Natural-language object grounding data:
+ + + +

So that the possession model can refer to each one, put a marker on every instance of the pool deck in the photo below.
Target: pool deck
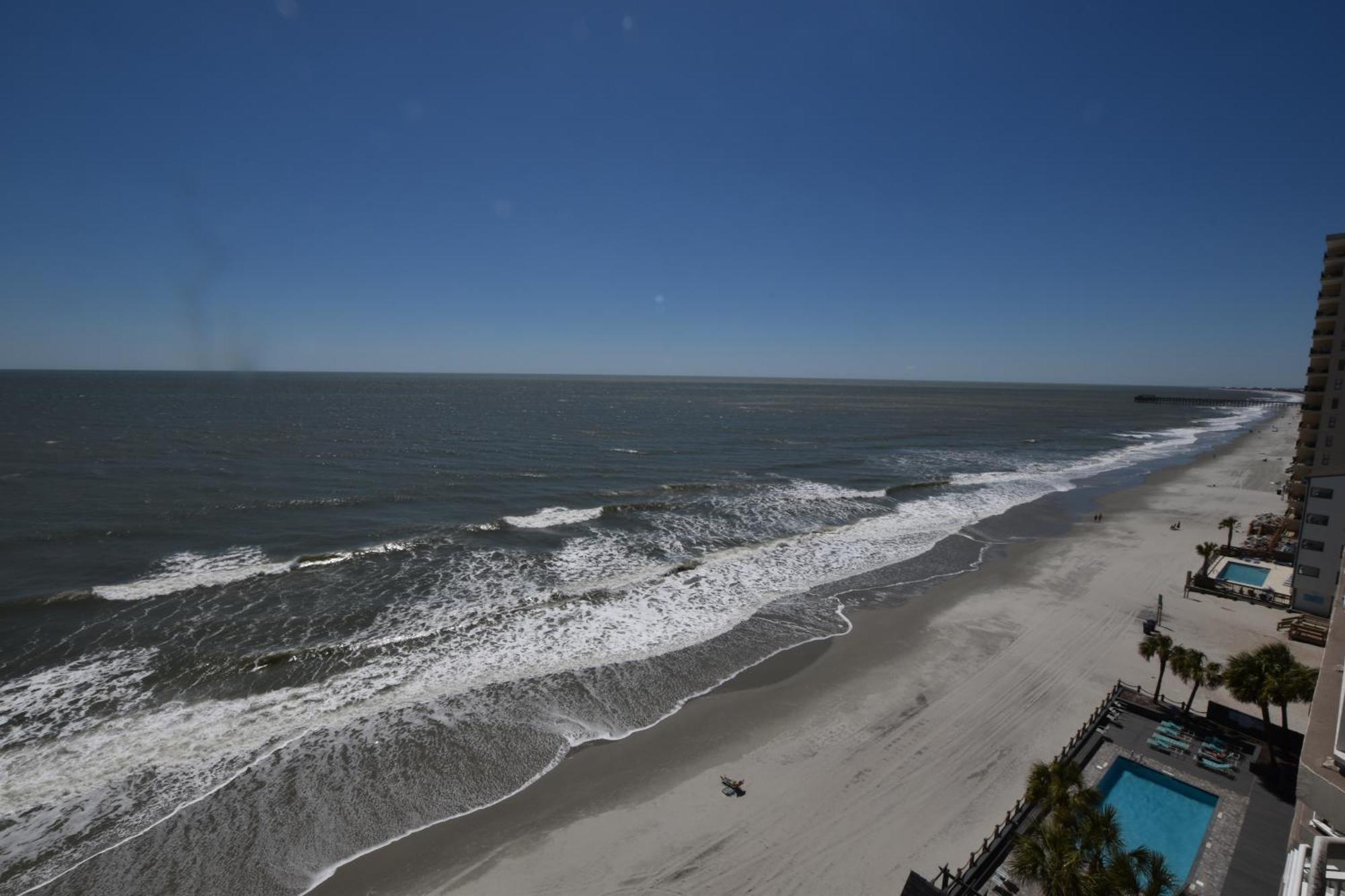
(1278, 576)
(1245, 845)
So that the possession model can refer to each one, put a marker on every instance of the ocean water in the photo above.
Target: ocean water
(255, 624)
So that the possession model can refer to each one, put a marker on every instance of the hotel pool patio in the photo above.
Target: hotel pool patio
(1256, 575)
(1159, 811)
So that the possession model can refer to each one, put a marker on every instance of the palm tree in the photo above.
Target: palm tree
(1293, 685)
(1249, 678)
(1159, 646)
(1083, 856)
(1061, 787)
(1140, 870)
(1192, 667)
(1077, 849)
(1050, 857)
(1208, 551)
(1098, 830)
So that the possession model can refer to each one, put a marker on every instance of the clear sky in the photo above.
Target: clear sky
(1073, 192)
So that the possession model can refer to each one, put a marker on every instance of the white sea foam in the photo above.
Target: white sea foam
(548, 517)
(188, 569)
(486, 619)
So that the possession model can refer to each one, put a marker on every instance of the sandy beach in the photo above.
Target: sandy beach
(892, 748)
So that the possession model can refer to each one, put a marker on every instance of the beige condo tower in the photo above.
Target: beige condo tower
(1317, 478)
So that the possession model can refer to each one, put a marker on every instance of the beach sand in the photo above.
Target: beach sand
(892, 748)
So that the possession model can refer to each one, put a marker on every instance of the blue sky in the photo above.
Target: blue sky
(1048, 192)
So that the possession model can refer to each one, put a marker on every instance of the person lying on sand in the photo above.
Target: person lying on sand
(732, 787)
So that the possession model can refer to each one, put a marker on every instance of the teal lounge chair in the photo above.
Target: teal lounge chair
(1180, 741)
(1167, 744)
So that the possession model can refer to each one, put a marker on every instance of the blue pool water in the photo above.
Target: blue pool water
(1245, 575)
(1159, 811)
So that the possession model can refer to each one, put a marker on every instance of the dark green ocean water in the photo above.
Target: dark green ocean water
(254, 624)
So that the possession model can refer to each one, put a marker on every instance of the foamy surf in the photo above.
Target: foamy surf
(549, 517)
(502, 650)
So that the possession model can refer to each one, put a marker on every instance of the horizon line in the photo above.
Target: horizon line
(622, 376)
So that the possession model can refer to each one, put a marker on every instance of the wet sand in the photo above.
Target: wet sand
(894, 747)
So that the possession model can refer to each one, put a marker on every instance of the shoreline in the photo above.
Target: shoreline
(510, 846)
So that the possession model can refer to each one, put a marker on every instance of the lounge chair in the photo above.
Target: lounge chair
(1167, 744)
(1001, 884)
(1221, 755)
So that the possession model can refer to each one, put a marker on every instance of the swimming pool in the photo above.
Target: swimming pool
(1245, 573)
(1159, 811)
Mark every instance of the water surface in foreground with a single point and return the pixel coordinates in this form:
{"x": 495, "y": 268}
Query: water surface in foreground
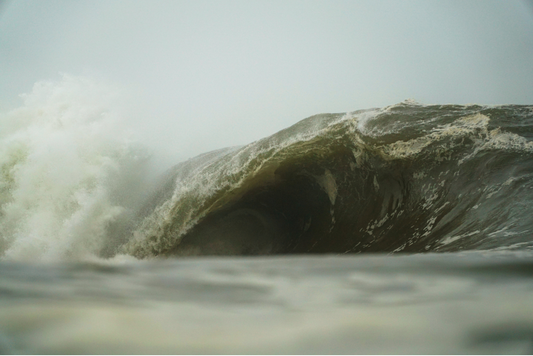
{"x": 470, "y": 302}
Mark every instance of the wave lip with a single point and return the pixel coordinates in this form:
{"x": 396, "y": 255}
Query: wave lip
{"x": 405, "y": 178}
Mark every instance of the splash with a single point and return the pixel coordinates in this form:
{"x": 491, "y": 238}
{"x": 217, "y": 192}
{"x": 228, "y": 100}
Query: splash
{"x": 66, "y": 163}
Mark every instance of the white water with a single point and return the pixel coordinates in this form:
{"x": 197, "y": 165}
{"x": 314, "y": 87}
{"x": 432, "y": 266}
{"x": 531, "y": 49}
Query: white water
{"x": 67, "y": 165}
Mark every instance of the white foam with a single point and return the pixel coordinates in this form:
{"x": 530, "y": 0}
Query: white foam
{"x": 61, "y": 156}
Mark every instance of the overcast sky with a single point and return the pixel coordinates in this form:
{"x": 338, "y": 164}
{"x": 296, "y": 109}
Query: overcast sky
{"x": 209, "y": 74}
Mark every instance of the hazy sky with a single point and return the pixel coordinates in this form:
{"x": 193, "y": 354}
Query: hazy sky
{"x": 208, "y": 74}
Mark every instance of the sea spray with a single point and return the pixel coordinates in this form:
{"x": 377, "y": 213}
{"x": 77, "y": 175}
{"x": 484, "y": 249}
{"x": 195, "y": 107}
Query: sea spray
{"x": 66, "y": 164}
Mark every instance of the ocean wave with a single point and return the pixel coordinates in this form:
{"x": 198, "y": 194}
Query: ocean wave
{"x": 405, "y": 178}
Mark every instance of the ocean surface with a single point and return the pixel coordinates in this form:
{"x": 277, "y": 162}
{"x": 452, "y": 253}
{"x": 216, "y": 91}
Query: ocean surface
{"x": 404, "y": 229}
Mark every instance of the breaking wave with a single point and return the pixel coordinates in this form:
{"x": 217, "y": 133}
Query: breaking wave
{"x": 67, "y": 167}
{"x": 405, "y": 178}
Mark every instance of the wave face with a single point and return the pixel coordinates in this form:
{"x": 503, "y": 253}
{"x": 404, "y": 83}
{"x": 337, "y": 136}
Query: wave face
{"x": 405, "y": 178}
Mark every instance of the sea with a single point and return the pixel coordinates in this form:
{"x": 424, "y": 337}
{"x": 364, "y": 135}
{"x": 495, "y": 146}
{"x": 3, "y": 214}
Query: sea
{"x": 401, "y": 229}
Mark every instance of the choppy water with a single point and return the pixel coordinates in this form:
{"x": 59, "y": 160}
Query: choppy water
{"x": 405, "y": 229}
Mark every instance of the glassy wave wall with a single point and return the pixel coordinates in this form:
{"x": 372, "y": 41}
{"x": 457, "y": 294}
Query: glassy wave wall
{"x": 405, "y": 178}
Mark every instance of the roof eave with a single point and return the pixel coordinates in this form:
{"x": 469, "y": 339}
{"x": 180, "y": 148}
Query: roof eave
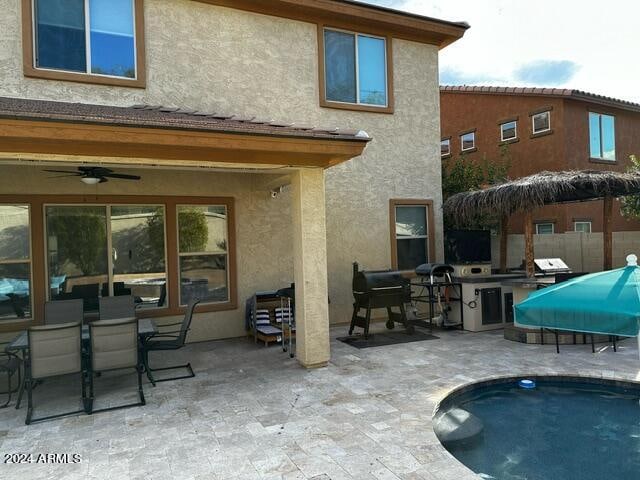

+ + + +

=== EXERCISE BRIEF ===
Each line above must be set down exactly, though no picture should be carried over.

=== OUTPUT FOR THIS EXERCISE ===
So that the possession model can refer to each one, put a marker on every instance of the pool deck in the photo below.
Target: pool deck
(1278, 576)
(1245, 845)
So that the possession model can refer to each one, put a marker on every instance of the ocean water in the photo above.
Target: ocean water
(255, 624)
So that the possession model can refer to each one, put a marker on every instance of the hotel pool patio in the photo above.
Target: hotel pool patio
(1256, 575)
(1159, 811)
So that the possession model can refer to each one, put a marker on every instance of the palm tree in the photo above.
Target: palm tree
(1293, 685)
(1249, 678)
(1159, 646)
(1083, 856)
(1061, 787)
(1140, 870)
(1192, 667)
(1077, 849)
(1050, 857)
(1208, 551)
(1098, 830)
So that the possession model can refer to each one, put a marker on every instance of the clear sky in the photo above.
Target: clear sky
(1073, 192)
So that the possession model can refer to each one, put a marker on every instance of the white sea foam in the photo above.
Target: white sea foam
(548, 517)
(188, 569)
(486, 619)
So that the possession model can refer to each one, put a marker on every instance of the sandy beach in the photo above.
Target: sandy beach
(892, 748)
So that the possession model can refer to each one, put a marker on every instance of the beige condo tower in the photo above.
Target: beige condo tower
(1317, 478)
So that the possession model can refer to each one, put a marker on every instance of the beach sand in the photo above.
Target: beach sand
(892, 748)
So that the possession model can refer to each one, put a marker on every instance of the blue sky in the photo above.
Target: blue sky
(1048, 192)
So that the possession model can refer to each one, put a marker on every instance of the person lying on sand in the photo above.
Target: person lying on sand
(732, 787)
So that the possession model can refer to each one, put a marker on every instance of the teal lounge chair in the photo above.
Target: teal lounge chair
(1180, 741)
(1167, 744)
So that the possession model can refer to each one, put a marker on every instance of the blue pool water in the photo above.
Target: blue pool water
(1245, 575)
(1159, 811)
So that the possession model can refer to each one, put a marker on every instance of the dark green ocean water in the photo above.
Target: dark green ocean water
(254, 624)
So that the possession model can refer to each one, put a marker on every instance of the foamy surf in the photo above.
Target: foamy surf
(549, 517)
(502, 650)
So that the possession model can refer to each one, put a marker on every instance of the horizon line in the photo above.
Target: horizon line
(622, 376)
So that the possession model can refer to each one, put a marker on every instance of the wet sand in the photo above.
Target: wet sand
(894, 747)
So that the possession model can refer to each one, put a marker on every instance of the shoreline in the photo above.
Target: shoreline
(510, 846)
So that the possession model can refer to each one, put a marker on every instance of the lounge chair in the photo above.
Target: lounge chair
(1167, 744)
(1001, 884)
(1221, 755)
So that the possession model can refer to each one, put a marker on every instance of the swimming pool in the photo above.
Target: swimming pool
(1245, 573)
(1159, 811)
Mark every instance of the water surface in foreground with a single point and return the pixel coordinates in this form:
{"x": 495, "y": 268}
Query: water surface in foreground
{"x": 470, "y": 302}
Mark every instance of the wave lip with a single point and return the pixel coordinates in this form:
{"x": 396, "y": 255}
Query: wave lip
{"x": 405, "y": 178}
Mark every instance of the splash with a single point and return the pixel coordinates in this form:
{"x": 491, "y": 238}
{"x": 217, "y": 192}
{"x": 228, "y": 100}
Query: splash
{"x": 66, "y": 163}
Mark every instance of the white water with a single point and return the pixel coordinates in this form:
{"x": 197, "y": 165}
{"x": 314, "y": 87}
{"x": 432, "y": 266}
{"x": 531, "y": 49}
Query: white water
{"x": 67, "y": 165}
Mark every instance of the white foam with a single point and return the pixel coordinates in this form:
{"x": 530, "y": 0}
Query: white foam
{"x": 61, "y": 156}
Mark every instance of the overcast sky with a single point and return the pixel coordinates in this form:
{"x": 338, "y": 164}
{"x": 296, "y": 109}
Query: overcast sky
{"x": 209, "y": 74}
Mark every instance of the hazy sky with a single point and return the pixel coordinates in this form:
{"x": 193, "y": 354}
Query: hazy sky
{"x": 208, "y": 74}
Mark every instance of the sea spray with a single point and return the pixel coordinates in this form:
{"x": 377, "y": 213}
{"x": 77, "y": 175}
{"x": 484, "y": 249}
{"x": 195, "y": 107}
Query: sea spray
{"x": 66, "y": 164}
Mark every instance of the ocean wave with a single point and return the pixel coordinates in this form:
{"x": 198, "y": 194}
Query: ocean wave
{"x": 405, "y": 178}
Mark every instance of the ocean surface with a single point and return the pixel coordinates in this form:
{"x": 277, "y": 162}
{"x": 452, "y": 253}
{"x": 216, "y": 91}
Query: ocean surface
{"x": 404, "y": 229}
Mark every instance of the breaking wave with a single point and return the pixel coordinates in this form:
{"x": 217, "y": 133}
Query: breaking wave
{"x": 67, "y": 167}
{"x": 405, "y": 178}
Mark every instance of the wave face with a single point and return the pixel coordinates in this form:
{"x": 503, "y": 253}
{"x": 404, "y": 83}
{"x": 337, "y": 136}
Query: wave face
{"x": 405, "y": 178}
Mark every instance of the sea with a single point and return the pixel coordinates in this form:
{"x": 424, "y": 337}
{"x": 364, "y": 135}
{"x": 495, "y": 146}
{"x": 3, "y": 214}
Query: sea
{"x": 401, "y": 229}
Mark every instance of the choppy water with a single point and return the pixel coordinates in this form:
{"x": 59, "y": 160}
Query: choppy water
{"x": 405, "y": 229}
Mark every instance of the glassy wave wall with a single point and return the pixel coordinates in this form:
{"x": 372, "y": 41}
{"x": 457, "y": 294}
Query: glassy wave wall
{"x": 405, "y": 178}
Mark every instance of the roof eave with a single point and return the pixel coordinates in this form:
{"x": 469, "y": 339}
{"x": 180, "y": 148}
Query: roof eave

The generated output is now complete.